**What this task involves**
Begin at the start of the records and stop after the line that contains "246 107 462 185". Write out every line again, multiplying each coordinate in the answer boxes by 2.3 and rounding it to a whole number (halves round up), and leave all other text and its numbers unchanged.

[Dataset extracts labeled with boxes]
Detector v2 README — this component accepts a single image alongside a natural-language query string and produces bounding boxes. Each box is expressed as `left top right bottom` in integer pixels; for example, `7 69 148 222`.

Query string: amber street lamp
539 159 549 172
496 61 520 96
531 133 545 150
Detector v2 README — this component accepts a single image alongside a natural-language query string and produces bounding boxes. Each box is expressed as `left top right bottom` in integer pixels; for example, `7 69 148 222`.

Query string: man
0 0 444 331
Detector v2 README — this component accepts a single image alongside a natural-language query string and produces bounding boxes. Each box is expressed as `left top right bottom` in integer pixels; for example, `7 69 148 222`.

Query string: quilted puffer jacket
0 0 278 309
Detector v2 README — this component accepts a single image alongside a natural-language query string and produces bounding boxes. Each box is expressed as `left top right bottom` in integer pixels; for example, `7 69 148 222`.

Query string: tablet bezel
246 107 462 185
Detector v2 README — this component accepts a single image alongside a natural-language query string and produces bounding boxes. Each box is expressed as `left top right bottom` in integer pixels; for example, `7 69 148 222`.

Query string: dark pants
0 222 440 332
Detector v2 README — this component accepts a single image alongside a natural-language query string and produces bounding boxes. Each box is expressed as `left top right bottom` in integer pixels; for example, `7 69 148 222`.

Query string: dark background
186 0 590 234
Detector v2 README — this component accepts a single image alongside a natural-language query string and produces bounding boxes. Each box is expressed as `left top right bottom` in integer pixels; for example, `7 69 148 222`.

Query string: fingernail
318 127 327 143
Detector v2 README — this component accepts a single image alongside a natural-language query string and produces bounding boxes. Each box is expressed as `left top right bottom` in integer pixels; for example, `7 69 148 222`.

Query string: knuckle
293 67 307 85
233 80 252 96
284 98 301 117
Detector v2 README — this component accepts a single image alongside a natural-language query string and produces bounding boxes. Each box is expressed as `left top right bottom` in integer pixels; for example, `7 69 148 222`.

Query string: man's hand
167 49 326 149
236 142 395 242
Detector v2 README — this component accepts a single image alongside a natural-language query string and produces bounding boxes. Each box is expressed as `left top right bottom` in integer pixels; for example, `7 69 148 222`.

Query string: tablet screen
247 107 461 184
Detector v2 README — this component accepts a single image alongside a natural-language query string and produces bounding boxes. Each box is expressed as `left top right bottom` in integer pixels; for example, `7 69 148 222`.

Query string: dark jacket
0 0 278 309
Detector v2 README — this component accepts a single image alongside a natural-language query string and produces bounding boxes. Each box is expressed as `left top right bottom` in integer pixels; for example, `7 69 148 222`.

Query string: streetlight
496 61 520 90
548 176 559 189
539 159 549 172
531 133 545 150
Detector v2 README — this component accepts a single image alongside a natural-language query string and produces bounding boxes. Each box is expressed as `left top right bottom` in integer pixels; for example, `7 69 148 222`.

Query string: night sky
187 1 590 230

**Answer to the exercise**
Detector v2 README — this component accepts a single image alongside a natural-language query string and produces bounding boxes. Each box is expressed as `left top right bottom` in integer pixels; for example, `7 69 148 222`.

Query string: amber street lamp
1240 366 1263 396
1141 140 1196 221
1221 306 1254 345
Detector v2 README — this component accepts a single image alongside a natural-language query string and produces bounding boxes. Each box is expressed as `left top right bottom` in integer pixels; for example, `7 69 148 222`.

Query string: man
0 0 1021 761
Detector v2 README — this component accepts a single image alongside a natural-language query string and produces bounding boxes. Each box is expressed as `left top right bottom` in integer pixels; for example, `7 69 148 222`.

Query string: quilted puffer jacket
0 0 639 711
Detector v2 README — this component accepts a single image alongside a natural-language query string and produces bounding boxes. Each box is expressed as `left top right bottom` in integer pixels; for example, `7 69 148 222`.

Query string: tablet bezel
566 246 1063 426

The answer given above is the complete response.